▶ DATA:
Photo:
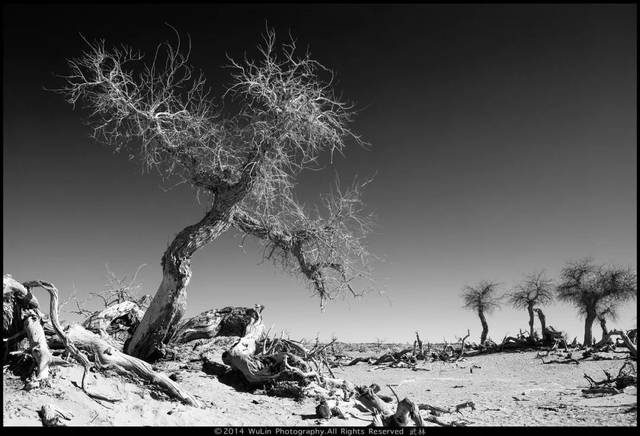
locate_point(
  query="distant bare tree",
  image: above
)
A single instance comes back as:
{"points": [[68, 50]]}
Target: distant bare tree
{"points": [[482, 299], [591, 287], [607, 311], [283, 115], [534, 290]]}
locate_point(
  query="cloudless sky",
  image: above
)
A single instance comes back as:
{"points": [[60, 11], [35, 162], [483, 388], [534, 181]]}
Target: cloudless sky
{"points": [[503, 142]]}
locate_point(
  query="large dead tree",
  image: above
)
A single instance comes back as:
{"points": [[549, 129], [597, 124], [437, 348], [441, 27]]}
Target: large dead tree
{"points": [[482, 299], [535, 290], [244, 161], [588, 286]]}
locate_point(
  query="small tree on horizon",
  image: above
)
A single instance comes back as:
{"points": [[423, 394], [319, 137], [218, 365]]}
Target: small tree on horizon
{"points": [[535, 290], [281, 116], [482, 299], [591, 288]]}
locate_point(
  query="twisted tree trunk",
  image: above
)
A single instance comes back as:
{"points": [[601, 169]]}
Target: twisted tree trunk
{"points": [[30, 322], [161, 319], [603, 326], [588, 324], [531, 321], [485, 327]]}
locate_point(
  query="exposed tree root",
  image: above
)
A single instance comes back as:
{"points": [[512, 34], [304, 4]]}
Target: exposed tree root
{"points": [[31, 324], [106, 355]]}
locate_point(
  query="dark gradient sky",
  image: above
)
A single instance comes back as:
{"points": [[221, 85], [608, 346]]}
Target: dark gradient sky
{"points": [[503, 138]]}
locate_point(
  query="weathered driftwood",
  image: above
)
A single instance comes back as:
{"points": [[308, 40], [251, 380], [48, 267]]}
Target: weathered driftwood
{"points": [[633, 348], [406, 413], [229, 321], [31, 324], [105, 354]]}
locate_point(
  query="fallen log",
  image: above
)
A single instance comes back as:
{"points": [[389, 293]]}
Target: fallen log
{"points": [[105, 354], [19, 295], [228, 321], [50, 417]]}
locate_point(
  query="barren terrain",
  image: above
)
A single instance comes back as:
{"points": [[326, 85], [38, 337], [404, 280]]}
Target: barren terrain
{"points": [[508, 389]]}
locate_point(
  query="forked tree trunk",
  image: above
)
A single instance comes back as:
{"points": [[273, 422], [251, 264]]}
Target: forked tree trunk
{"points": [[28, 310], [161, 319], [485, 327], [531, 322], [588, 324], [603, 326]]}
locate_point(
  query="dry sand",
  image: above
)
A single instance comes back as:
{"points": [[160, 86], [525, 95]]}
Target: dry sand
{"points": [[509, 389]]}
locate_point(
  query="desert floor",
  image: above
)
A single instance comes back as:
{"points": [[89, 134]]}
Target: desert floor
{"points": [[508, 389]]}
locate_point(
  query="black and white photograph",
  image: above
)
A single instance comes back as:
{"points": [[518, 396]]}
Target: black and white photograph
{"points": [[291, 218]]}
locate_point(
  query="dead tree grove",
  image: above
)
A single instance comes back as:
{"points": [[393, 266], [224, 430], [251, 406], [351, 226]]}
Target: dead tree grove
{"points": [[244, 161], [535, 290], [482, 299]]}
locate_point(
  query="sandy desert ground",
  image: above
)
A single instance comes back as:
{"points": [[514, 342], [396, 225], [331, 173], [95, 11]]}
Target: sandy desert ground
{"points": [[508, 389]]}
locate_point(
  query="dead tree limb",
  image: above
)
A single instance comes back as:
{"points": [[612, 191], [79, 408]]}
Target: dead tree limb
{"points": [[32, 324]]}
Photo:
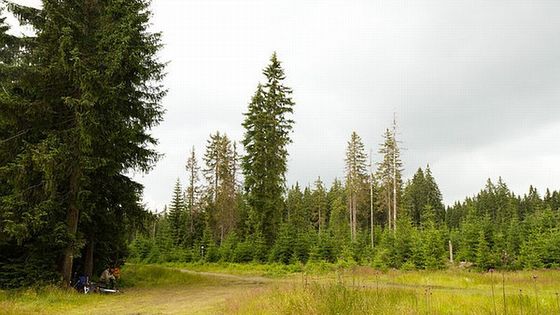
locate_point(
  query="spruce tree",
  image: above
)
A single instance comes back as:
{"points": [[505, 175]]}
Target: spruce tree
{"points": [[267, 133], [176, 214], [92, 94], [319, 206], [389, 175], [356, 178], [193, 200], [220, 160]]}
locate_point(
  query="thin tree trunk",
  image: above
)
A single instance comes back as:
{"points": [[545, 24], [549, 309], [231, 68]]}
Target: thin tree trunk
{"points": [[371, 208], [88, 265], [72, 217]]}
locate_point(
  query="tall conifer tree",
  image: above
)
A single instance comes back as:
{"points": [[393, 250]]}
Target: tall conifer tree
{"points": [[267, 134], [356, 178]]}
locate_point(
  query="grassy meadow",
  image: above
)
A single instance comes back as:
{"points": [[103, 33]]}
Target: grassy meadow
{"points": [[299, 289]]}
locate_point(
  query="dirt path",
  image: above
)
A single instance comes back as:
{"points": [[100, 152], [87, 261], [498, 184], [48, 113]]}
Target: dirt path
{"points": [[235, 278], [205, 299]]}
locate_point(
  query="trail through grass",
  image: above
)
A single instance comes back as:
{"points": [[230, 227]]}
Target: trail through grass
{"points": [[212, 289]]}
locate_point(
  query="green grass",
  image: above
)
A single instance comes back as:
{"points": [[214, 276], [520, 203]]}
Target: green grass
{"points": [[363, 290], [297, 289], [142, 276], [336, 298], [54, 300]]}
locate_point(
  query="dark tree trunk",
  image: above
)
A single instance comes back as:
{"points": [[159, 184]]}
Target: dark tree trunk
{"points": [[72, 225], [88, 264]]}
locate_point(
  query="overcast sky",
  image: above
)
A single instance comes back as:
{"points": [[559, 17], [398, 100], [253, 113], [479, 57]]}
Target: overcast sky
{"points": [[475, 85]]}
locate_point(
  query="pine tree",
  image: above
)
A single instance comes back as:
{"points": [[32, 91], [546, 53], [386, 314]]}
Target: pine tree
{"points": [[433, 196], [356, 178], [319, 206], [176, 214], [220, 160], [267, 128], [192, 199], [389, 175], [92, 98]]}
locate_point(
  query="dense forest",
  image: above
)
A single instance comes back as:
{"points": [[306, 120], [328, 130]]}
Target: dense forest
{"points": [[234, 207], [78, 98]]}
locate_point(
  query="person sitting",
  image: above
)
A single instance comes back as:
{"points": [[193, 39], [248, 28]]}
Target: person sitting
{"points": [[107, 278]]}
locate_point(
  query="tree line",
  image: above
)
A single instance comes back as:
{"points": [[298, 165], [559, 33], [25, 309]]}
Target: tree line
{"points": [[370, 216], [78, 98]]}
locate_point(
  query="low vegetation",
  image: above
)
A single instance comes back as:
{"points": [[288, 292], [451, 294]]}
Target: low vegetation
{"points": [[367, 291], [299, 289]]}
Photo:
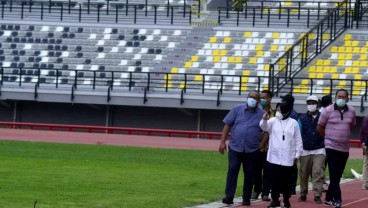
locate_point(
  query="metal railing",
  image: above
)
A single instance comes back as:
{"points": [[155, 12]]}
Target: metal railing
{"points": [[308, 47], [106, 12]]}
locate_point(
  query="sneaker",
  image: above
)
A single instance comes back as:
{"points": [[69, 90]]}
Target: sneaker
{"points": [[254, 195], [318, 200], [337, 204], [246, 203], [287, 203], [274, 204], [325, 187], [329, 203], [266, 198], [227, 200], [302, 198]]}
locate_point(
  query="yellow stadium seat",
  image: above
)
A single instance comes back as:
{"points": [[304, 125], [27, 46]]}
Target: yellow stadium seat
{"points": [[356, 50], [357, 76], [231, 59], [198, 78], [312, 75], [275, 35], [334, 49], [356, 92], [348, 43], [349, 49], [326, 69], [227, 40], [259, 47], [244, 88], [213, 40], [188, 64], [174, 70], [363, 57], [260, 54], [253, 60], [194, 58], [296, 90], [247, 34], [319, 62], [168, 85], [325, 36], [312, 69], [216, 59], [319, 69], [347, 37], [167, 77], [349, 56], [274, 48], [341, 49], [326, 91], [333, 69], [215, 52], [223, 52], [238, 59], [341, 63], [246, 73]]}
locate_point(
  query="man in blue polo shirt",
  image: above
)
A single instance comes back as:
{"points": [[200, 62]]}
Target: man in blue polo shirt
{"points": [[243, 122]]}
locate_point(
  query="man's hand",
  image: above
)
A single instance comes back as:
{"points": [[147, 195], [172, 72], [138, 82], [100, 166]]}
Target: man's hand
{"points": [[266, 116], [222, 147]]}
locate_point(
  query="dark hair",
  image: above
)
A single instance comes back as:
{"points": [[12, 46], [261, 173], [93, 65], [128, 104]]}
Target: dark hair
{"points": [[285, 110], [343, 90], [326, 100], [269, 93]]}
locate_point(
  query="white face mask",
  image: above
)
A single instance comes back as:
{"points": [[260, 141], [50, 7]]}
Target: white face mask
{"points": [[278, 115], [312, 108]]}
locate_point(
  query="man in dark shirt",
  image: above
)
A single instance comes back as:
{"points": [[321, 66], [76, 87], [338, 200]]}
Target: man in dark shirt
{"points": [[243, 122]]}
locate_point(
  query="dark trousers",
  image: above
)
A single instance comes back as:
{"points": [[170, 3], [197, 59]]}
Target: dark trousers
{"points": [[236, 159], [281, 181], [262, 176], [294, 177], [336, 161]]}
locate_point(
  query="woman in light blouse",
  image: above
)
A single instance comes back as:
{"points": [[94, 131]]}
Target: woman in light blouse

▶ ASSIGNED TASK: Only the lines from the one with "Target: dark trousers" through the last line of the material above are to be duplicated, exactly and with both ends kept.

▶ ANSWER BOX:
Target: dark trousers
{"points": [[236, 159], [281, 181], [262, 176], [294, 177], [336, 161]]}
locate_point(
  query="woman in light blouse",
  image: above
)
A single instance comes back as:
{"points": [[94, 131]]}
Target: woman in light blouse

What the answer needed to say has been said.